Morbid Press Play Capitalizes on George Carlin's Death

george_carlin_sitting.jpg

Today, not more than a few hours after word of George Carlin's death spread across the internet, this atrocity arrived in the Adrants inbox:

"Today, we learned of the passing of comedy great George Carlin, an unintentional champion of freedom of speech.

Over the years, the discussion of WHAT CAN BE SAID on TV has raised eyebrows, and court gavels. From "period" to "pregnant," how are companies talking to their audiences these days and how has it changed since years before.

An editor at [redacted] is available for commentary on this new media culture, including:

- Talk Dirty: Have new forms of advertisement--in reality TV, blogs and beyond--helped increase sales and trust in the company's products?

- Pop Culture: How is today's media culture, with reality television and blogs, making the line between public and private erode?

- Method to Madness: What is the company's reasoning for addressing its consumers in such an open manner as opposed to 20 years ago?

# Records provided
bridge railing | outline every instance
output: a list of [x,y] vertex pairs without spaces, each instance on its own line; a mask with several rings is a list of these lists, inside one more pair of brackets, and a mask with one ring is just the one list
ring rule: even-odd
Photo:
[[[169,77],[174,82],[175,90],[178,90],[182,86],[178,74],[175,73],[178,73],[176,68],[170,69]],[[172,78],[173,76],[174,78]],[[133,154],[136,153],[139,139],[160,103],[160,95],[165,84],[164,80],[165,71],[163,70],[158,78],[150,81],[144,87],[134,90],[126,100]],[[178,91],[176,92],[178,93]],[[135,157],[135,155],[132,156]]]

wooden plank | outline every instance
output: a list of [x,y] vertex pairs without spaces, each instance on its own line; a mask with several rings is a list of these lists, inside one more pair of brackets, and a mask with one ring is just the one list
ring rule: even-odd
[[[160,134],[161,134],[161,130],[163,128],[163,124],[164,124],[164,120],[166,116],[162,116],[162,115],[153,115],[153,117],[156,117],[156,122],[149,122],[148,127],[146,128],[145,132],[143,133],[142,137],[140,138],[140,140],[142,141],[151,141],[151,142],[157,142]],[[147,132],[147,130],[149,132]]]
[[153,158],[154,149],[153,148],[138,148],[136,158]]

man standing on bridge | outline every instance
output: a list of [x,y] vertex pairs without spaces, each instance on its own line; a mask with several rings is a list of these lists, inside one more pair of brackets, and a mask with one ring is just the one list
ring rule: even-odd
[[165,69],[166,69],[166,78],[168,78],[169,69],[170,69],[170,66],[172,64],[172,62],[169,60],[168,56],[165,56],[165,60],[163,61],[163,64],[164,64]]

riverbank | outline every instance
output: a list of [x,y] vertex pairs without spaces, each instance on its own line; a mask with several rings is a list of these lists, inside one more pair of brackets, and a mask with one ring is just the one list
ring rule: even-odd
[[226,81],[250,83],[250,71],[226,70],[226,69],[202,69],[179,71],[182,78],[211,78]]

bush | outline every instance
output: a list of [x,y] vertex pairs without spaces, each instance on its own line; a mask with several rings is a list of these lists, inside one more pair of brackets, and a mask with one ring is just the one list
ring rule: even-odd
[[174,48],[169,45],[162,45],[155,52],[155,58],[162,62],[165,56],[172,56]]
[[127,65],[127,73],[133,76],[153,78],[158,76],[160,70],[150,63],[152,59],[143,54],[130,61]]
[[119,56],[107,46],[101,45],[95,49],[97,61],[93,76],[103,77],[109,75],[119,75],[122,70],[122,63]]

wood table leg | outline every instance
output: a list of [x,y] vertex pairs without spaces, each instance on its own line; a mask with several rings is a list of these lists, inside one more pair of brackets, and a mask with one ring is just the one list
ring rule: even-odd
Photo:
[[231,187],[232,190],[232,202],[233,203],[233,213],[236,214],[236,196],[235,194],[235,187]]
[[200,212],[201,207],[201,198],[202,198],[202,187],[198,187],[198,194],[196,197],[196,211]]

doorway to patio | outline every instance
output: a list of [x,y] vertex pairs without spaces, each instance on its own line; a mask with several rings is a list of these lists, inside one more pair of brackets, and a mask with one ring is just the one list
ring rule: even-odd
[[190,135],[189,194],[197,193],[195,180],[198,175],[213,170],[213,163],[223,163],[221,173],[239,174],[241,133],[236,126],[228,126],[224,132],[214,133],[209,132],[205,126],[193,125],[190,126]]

# Instruction A
Reproduce word for word the section of the Adrants post about George Carlin's death that begins with the words "An editor at" and ends with "20 years ago?".
# Instruction B
In the Adrants post about George Carlin's death, how long after word of his death spread did the message reach the Adrants inbox?

# Problem solution A
An editor at [redacted] is available for commentary on this new media culture, including:

- Talk Dirty: Have new forms of advertisement--in reality TV, blogs and beyond--helped increase sales and trust in the company's products?

- Pop Culture: How is today's media culture, with reality television and blogs, making the line between public and private erode?

- Method to Madness: What is the company's reasoning for addressing its consumers in such an open manner as opposed to 20 years ago?

# Problem solution B
Not more than a few hours after.